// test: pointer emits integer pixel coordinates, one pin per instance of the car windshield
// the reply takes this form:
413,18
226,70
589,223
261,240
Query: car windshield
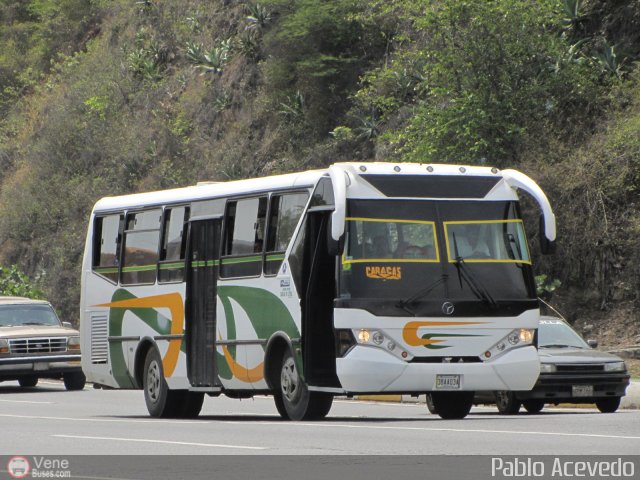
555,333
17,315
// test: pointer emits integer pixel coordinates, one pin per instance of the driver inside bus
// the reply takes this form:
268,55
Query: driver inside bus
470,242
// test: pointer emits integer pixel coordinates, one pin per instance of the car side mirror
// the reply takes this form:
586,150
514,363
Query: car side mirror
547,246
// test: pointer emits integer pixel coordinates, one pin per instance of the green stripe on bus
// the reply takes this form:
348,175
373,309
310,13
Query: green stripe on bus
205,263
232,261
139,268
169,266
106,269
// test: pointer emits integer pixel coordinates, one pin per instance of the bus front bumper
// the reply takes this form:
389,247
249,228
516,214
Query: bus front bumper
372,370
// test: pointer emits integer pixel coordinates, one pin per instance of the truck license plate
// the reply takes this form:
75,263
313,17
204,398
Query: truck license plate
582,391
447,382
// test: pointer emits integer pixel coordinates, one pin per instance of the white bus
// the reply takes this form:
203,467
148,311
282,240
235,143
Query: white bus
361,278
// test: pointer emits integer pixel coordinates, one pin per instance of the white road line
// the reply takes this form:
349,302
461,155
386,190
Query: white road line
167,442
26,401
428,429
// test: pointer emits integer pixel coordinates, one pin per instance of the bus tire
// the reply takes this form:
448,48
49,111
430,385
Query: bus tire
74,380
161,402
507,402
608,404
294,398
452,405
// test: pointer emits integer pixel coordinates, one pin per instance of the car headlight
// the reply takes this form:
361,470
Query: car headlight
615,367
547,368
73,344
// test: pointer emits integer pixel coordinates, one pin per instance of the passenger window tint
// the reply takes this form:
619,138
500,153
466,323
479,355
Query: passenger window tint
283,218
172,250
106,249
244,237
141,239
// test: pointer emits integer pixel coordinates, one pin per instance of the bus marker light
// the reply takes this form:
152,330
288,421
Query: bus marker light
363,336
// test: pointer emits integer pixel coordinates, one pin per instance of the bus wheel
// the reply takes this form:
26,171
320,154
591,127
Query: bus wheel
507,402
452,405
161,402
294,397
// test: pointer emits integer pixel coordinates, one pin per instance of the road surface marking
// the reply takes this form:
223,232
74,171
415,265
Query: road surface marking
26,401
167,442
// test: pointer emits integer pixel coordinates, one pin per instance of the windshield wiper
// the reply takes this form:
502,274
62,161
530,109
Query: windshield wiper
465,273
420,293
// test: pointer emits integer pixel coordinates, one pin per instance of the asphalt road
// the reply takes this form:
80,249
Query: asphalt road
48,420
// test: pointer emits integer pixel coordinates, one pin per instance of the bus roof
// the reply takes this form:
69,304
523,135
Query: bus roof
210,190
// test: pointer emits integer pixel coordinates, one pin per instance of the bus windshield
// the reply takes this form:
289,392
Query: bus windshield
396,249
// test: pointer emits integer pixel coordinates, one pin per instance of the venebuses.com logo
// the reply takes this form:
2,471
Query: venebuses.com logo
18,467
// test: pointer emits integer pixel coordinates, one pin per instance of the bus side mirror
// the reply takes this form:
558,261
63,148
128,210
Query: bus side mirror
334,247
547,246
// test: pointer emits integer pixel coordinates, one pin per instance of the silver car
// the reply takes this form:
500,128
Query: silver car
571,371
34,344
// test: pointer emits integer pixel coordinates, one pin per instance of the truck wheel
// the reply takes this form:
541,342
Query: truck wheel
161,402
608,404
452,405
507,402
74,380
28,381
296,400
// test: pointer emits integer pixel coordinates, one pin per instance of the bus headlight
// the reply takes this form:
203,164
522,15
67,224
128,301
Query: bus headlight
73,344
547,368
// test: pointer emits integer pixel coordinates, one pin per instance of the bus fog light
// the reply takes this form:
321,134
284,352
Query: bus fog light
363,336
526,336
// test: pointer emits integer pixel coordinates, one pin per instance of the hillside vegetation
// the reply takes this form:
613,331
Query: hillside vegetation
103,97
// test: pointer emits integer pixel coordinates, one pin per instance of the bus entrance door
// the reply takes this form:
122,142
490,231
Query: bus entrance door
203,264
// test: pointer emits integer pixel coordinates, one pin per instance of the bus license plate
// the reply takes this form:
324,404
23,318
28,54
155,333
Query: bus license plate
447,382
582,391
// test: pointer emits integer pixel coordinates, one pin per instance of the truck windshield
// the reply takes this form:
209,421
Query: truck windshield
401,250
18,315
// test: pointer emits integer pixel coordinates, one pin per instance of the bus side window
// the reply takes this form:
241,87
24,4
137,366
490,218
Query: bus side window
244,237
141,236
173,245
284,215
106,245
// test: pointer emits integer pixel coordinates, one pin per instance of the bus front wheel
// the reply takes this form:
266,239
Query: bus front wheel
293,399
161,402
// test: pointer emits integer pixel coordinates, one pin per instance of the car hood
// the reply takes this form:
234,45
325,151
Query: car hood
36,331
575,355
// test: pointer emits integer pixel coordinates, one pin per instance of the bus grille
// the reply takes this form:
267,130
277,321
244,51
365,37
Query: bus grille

◇ ◇ ◇ ◇ ◇

§ **Problem to solve**
Give every line above again exactly, with no pictures.

§ **Exercise solution**
// test: pointer emits integer pixel coordinates, one pin per instance of the car windshield
// the reply takes this form:
413,18
226,70
589,223
261,240
Query: car windshield
555,333
17,315
// test: pointer emits integer pixel coordinates, one pin per instance of the driver inside bus
// the reply takes this form:
268,55
Query: driver inside bus
470,242
// test: pointer emits integer pixel coordinates, one pin per instance of the car side mirror
// the reply takes this form:
586,150
514,363
Query: car side mirror
547,246
// test: pointer emits integer pixel coordinates, one pin per instance of the green stripe on bus
// the reply takes this form:
348,175
373,309
310,13
Query: green stripe on bus
205,263
232,261
139,268
169,266
106,269
// test: pointer emits integer pixel coordinates, one pin per instance of the bus front bumper
// the reply takes this form:
389,247
249,228
516,214
Query: bus front bumper
372,370
// test: pointer emits integer pixel coordinates, one pin per instance of the truck license plate
// the reply takes this form:
75,263
313,17
204,398
Query: truck license plate
582,391
447,382
// test: pointer emits integer pixel coordinates, one pin per instance of the white bus
// the reply takes this form:
203,467
148,311
282,240
235,143
Query: white bus
361,278
// test: pointer emits integer pixel coordinates, one pin per instance of the white road line
// the reply takes this form:
349,302
461,155
386,190
Query: white road line
167,442
26,401
428,429
// test: pointer emits integer pixel coordinates, one pin per instance of the bus tire
// the reply takes this form:
448,48
49,111
430,385
Query: bus tire
74,380
161,402
507,402
608,404
294,398
452,405
// test: pointer emits integer pixel coordinates, one pin per instance of the car headlight
// the reply takes this form:
361,470
Query: car headlight
615,367
547,368
73,344
// test: pointer emits integer pixel coordinates, one pin per instance of the passenger window tint
// the reply takes this form:
619,138
500,153
466,323
479,355
Query: passenger window tint
283,218
172,250
106,249
244,237
141,239
// test: pointer emits integer pixel coordinates, one pin per instance of the bus marker light
// the reply takes this form:
152,330
288,421
Query: bus marker light
363,336
// test: pointer emits integer pixel coordinates, one pin per instance of the bus wheel
// the reply takes this form:
26,171
320,154
591,127
Query: bus wheel
507,402
452,405
161,402
294,397
// test: pointer emits integer pixel coordinates, one pin per instance of the road surface marking
// the reply takes this form:
223,232
74,171
415,265
Query: road surface marking
26,401
167,442
// test: pointer emits integer pixel coordinates, one pin per instance of the windshield wiper
// the reply takes this form:
502,274
62,161
530,109
Query: windshield wiper
465,273
420,293
// test: pointer emits integer pixel coordinates, one pin per instance of the asphalt road
// the reply takes this form:
80,249
Query: asphalt road
48,420
// test: pointer emits integer pixel coordinates, one pin per instance of the bus roof
// the reply takes this form:
69,304
523,135
Query: bus roof
210,190
// test: pointer emits integer pixel coordinates, one pin per instance of the bus windshield
// the reply takes this form:
289,392
Query: bus windshield
396,249
// test: pointer emits integer pixel coordinates, one pin per instance of the venebuses.com logo
// the reply takes this form:
2,471
Query: venebuses.com logo
18,467
// test: pointer emits integer pixel coordinates, one pin per instance of the bus side mirror
// the reply takes this form:
558,261
63,148
128,210
Query: bus side mirror
334,247
547,246
// test: pointer emits integer pixel coordinates, one pin per instance of the silver car
// the reply takes this form:
500,128
Query: silver car
571,371
34,344
// test: pointer emits integer pixel coordinates, one pin per instance of the truck wheel
// the reply takes this form:
541,342
Query: truck wheel
161,402
608,404
452,405
507,402
74,380
28,381
296,400
// test: pointer emits integer pixel coordinates, one pin per instance of the bus headlight
// the reply takes this form:
203,164
522,15
67,224
128,301
Query: bus headlight
73,344
547,368
// test: pointer emits integer pixel coordinates, one pin per instance of the bus fog light
// the reply takes this form:
321,134
284,352
Query: bus fog light
363,336
526,336
// test: pointer emits integer pixel coordinates, one pin per instance of the hillside vegetation
// the reply takes this form:
613,331
Query: hillside vegetation
103,97
// test: pointer emits integer pixel coordinates, one pin per instance of the bus entrance door
// the reply takes this form:
122,142
490,231
Query: bus entrance door
203,264
// test: pointer emits integer pixel coordinates, one pin per instance of the bus license plate
// the reply takes this form:
324,404
23,318
28,54
155,333
Query: bus license plate
447,382
582,391
// test: pointer emits integer pixel coordinates, one pin per instance of the truck windshield
// the reply takes this form:
209,421
Query: truck windshield
401,250
18,315
// test: pointer emits integer pixel coordinates, one pin per instance of the bus side window
// the reply takes this form:
241,87
24,4
137,366
490,218
Query: bus side window
244,237
141,236
173,245
284,215
106,245
// test: pointer emits integer pixel coordinates, one pin per instance of the bus front wheel
// the reply takes this form:
266,239
Query: bus front wheel
293,399
161,402
// test: pointer emits integer pixel coordinates, one pin per instance of the car hood
// the reply takes this form:
234,45
325,151
Query: car hood
36,331
575,355
// test: pointer emits integer pixel coordinates, one pin per instance of the bus grille
// the reply takes this form:
267,130
277,321
244,51
365,37
Query: bus grille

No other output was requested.